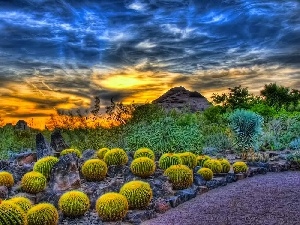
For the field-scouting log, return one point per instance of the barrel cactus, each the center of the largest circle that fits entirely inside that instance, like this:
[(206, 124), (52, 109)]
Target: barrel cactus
[(142, 167), (214, 165), (181, 176), (71, 150), (101, 152), (169, 159), (239, 167), (116, 156), (112, 206), (42, 214), (138, 194), (44, 165), (225, 165), (189, 159), (206, 173), (201, 159), (6, 179), (12, 214), (74, 203), (23, 202), (144, 152), (33, 182), (94, 170)]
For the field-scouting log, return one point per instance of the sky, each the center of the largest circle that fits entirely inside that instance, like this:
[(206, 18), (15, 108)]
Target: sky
[(60, 54)]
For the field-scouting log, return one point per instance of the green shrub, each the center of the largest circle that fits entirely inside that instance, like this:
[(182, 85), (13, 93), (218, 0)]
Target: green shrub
[(112, 206)]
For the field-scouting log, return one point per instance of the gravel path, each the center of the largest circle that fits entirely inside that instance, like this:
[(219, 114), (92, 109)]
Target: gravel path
[(271, 199)]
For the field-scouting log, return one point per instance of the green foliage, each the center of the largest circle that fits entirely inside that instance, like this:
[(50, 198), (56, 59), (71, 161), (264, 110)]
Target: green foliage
[(247, 126), (42, 214), (33, 182), (206, 173), (169, 159), (112, 206), (213, 164), (44, 165), (116, 156), (144, 152), (71, 150), (142, 167), (101, 152), (201, 159), (181, 176), (138, 194), (225, 165), (239, 167), (189, 159), (12, 214), (24, 203), (6, 179), (74, 203), (94, 170)]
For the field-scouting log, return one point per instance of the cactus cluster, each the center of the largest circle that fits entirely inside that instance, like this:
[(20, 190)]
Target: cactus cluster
[(142, 167), (116, 156), (239, 167), (42, 214), (12, 214), (6, 179), (144, 152), (33, 182), (101, 152), (44, 165), (189, 159), (169, 159), (74, 203), (71, 150), (214, 165), (94, 170), (181, 176), (206, 173), (225, 165), (138, 194), (201, 159), (112, 206)]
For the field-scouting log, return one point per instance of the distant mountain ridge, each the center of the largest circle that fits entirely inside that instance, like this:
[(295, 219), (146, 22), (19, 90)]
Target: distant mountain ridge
[(179, 98)]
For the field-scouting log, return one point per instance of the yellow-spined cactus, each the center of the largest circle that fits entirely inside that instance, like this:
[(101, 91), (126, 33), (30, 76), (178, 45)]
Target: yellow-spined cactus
[(169, 159), (74, 203), (33, 182), (201, 159), (42, 214), (116, 156), (71, 150), (239, 167), (206, 173), (181, 176), (101, 152), (94, 170), (214, 165), (144, 152), (12, 214), (23, 202), (225, 165), (112, 206), (142, 167), (189, 159), (138, 194), (44, 165), (6, 179)]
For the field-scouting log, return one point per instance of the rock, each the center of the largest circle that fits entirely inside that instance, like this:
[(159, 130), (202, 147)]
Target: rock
[(65, 174), (43, 148), (57, 142)]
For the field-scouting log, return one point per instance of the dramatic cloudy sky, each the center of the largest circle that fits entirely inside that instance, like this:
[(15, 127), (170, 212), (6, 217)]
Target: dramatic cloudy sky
[(58, 54)]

— WHAT YOU SHOULD DO —
Retype every one of the records above verbatim, leaving out the picture.

— TASK ANSWER —
For the field-scouting log, return one point per instance of the barrel cactus, each the center of the largest circle that fits entirely inside that instance, like this:
[(206, 124), (52, 109)]
Target: barrel cactus
[(142, 167), (214, 165), (181, 176), (71, 150), (101, 152), (169, 159), (239, 167), (116, 156), (112, 206), (42, 214), (138, 194), (44, 165), (225, 165), (189, 159), (206, 173), (201, 159), (6, 179), (12, 214), (74, 203), (23, 202), (144, 152), (33, 182), (94, 170)]
For the field-scouting log, return one point per instance of the sky, each the center of the largest circle that fits entirely inside that instance, like this:
[(206, 18), (15, 108)]
Target: sky
[(60, 54)]
For the field-scouting log, return one point per instance of the green shrub, each the center of the largest circle that fits entirely inside that instance, like this:
[(182, 85), (13, 93), (218, 0)]
Target: green shrub
[(112, 206)]
For the field-scouting log, return one point per instance of the gravel path, each the center of the largest circle that fits entirely inside that instance, like this:
[(219, 114), (92, 109)]
Target: gravel path
[(271, 199)]
For the field-scouting log, return one point per instance of the green foliage, each the center of the largest circle that fits entirely inside that instance, like this:
[(50, 198), (56, 59), (71, 161), (264, 110)]
Target: green foliage
[(247, 126), (42, 214), (33, 182), (206, 173), (169, 159), (112, 206), (213, 164), (44, 165), (116, 156), (144, 152), (71, 150), (142, 167), (101, 152), (201, 159), (181, 176), (138, 194), (225, 165), (239, 167), (189, 159), (12, 214), (24, 203), (6, 179), (74, 203), (94, 170)]
For the field-scouting log, return one point per instance of the cactus cluster, each the center of the largest circle that fits entirely inside that instance, like this:
[(20, 190)]
Target: cactus cluster
[(142, 167), (116, 156), (239, 167), (42, 214), (12, 214), (6, 179), (144, 152), (33, 182), (101, 152), (44, 165), (189, 159), (169, 159), (74, 203), (71, 150), (214, 165), (94, 170), (181, 176), (206, 173), (225, 165), (138, 194), (201, 159), (112, 206)]
For the field-scouting log, return one point per instance of the distant mountain ridge, each the center of the largest circle that fits entirely inside that instance, like this:
[(295, 219), (146, 22), (19, 90)]
Target: distant mountain ridge
[(179, 98)]
For the field-scouting log, return one point per instance of the yellow-spined cactus, each the center of the largest circle that fits entirely inside that instance, like this:
[(101, 91), (126, 33), (30, 76), (178, 45)]
Target: yellow-spined cactus
[(169, 159), (74, 203), (33, 182), (201, 159), (42, 214), (116, 156), (71, 150), (239, 167), (206, 173), (181, 176), (101, 152), (94, 170), (214, 165), (144, 152), (12, 214), (23, 202), (225, 165), (112, 206), (142, 167), (189, 159), (138, 194), (44, 165), (6, 179)]
For the field-scouting log, return one point per instance of the rock, each the center of the largest circle that fits entirely inside that instance, like this:
[(159, 130), (202, 147)]
Target: rock
[(65, 174), (43, 148), (57, 142)]
For the field-scouting log, return one point per instance of the dramatic cloudy sky, each the center of the largest circle that fits entirely inside that instance, like this:
[(15, 127), (170, 212), (6, 217)]
Target: dramatic cloudy sky
[(58, 54)]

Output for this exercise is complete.